What to work on =>
Count the lines in the items below that contain the word "granite", and reply with that number alone.

Records shown =>

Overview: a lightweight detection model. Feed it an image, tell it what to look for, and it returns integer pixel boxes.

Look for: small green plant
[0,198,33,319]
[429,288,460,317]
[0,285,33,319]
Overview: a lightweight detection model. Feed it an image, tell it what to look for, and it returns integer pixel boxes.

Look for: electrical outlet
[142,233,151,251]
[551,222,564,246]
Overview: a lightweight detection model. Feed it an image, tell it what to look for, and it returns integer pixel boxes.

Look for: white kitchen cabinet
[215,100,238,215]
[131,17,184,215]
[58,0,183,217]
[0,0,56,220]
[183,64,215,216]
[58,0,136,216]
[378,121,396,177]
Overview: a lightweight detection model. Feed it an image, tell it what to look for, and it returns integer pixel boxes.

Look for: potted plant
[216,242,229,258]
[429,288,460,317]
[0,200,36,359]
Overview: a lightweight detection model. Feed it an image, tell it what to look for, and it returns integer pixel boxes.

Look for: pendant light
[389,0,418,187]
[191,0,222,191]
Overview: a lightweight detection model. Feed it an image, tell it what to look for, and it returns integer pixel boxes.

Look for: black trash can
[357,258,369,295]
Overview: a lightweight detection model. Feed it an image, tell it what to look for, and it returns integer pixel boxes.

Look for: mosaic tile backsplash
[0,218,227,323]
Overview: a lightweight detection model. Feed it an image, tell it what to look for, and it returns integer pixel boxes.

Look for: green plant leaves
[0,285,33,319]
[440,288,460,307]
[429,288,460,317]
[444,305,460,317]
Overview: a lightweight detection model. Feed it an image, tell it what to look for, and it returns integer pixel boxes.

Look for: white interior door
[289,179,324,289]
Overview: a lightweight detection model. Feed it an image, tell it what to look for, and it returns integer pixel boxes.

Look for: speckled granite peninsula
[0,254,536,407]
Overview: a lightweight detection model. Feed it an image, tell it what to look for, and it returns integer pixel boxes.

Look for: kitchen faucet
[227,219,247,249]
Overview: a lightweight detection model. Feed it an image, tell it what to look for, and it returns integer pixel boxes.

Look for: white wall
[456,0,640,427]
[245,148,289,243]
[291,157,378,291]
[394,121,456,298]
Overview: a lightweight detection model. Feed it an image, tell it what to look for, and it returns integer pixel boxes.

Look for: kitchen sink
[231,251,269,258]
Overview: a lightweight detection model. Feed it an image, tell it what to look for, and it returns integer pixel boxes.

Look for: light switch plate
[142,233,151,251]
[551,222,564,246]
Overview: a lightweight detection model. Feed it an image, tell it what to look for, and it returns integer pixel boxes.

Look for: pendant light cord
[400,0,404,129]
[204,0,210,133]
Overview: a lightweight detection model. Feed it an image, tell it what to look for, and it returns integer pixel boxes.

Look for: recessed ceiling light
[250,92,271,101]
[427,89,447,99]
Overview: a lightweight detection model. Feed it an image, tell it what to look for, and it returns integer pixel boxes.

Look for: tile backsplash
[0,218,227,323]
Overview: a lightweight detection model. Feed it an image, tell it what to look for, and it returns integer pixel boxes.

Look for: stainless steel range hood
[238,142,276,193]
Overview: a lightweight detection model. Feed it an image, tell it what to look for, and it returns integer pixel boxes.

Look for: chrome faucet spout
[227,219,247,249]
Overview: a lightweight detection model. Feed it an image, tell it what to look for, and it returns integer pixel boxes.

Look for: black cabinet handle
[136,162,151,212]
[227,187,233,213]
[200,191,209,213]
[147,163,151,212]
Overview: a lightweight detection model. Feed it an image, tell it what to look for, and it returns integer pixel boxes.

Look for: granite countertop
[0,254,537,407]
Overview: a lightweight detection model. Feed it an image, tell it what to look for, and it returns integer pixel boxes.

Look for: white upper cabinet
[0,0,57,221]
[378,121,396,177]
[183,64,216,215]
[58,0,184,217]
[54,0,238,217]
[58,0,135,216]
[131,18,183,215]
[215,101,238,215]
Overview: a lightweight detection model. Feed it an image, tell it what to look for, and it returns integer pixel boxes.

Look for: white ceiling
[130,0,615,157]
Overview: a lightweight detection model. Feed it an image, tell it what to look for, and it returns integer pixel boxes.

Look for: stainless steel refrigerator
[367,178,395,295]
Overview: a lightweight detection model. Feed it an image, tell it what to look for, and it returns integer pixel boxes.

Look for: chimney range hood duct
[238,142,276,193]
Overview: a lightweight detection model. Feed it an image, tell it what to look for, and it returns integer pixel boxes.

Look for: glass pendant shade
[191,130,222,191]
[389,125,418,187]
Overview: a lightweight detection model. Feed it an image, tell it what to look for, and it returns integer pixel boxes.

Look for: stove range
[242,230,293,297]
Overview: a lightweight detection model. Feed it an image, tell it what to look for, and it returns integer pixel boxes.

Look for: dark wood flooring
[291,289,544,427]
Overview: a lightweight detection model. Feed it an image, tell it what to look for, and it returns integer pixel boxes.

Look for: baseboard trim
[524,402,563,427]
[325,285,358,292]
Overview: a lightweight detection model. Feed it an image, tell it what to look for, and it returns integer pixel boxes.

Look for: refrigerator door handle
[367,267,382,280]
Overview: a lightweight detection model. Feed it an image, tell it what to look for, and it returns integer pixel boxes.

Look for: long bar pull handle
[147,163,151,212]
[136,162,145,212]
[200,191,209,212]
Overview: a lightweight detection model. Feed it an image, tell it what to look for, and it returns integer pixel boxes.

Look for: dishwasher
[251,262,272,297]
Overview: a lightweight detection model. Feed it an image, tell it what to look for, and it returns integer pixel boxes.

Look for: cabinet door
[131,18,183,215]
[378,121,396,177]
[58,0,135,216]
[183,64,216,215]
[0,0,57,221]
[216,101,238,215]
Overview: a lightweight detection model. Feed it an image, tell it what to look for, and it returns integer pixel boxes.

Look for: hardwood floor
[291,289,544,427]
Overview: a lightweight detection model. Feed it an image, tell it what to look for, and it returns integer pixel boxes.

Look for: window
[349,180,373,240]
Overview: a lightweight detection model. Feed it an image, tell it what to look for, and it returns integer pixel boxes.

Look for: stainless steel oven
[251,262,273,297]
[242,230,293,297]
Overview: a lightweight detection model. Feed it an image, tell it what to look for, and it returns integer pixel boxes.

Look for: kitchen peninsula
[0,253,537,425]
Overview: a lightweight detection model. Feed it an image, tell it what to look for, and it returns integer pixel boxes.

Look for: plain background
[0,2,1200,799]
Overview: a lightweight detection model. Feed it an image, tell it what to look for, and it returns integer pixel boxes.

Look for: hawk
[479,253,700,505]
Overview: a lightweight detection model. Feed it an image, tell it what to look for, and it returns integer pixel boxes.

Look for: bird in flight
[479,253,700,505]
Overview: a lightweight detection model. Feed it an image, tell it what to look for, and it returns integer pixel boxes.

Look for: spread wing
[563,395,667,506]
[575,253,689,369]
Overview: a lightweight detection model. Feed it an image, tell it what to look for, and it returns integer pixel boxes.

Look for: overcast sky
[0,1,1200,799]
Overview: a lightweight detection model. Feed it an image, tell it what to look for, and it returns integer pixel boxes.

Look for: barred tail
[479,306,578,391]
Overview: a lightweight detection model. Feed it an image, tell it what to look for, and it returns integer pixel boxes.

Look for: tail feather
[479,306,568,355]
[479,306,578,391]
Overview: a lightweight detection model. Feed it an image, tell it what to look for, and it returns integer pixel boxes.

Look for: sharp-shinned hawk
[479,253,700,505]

Solved exercise =>
2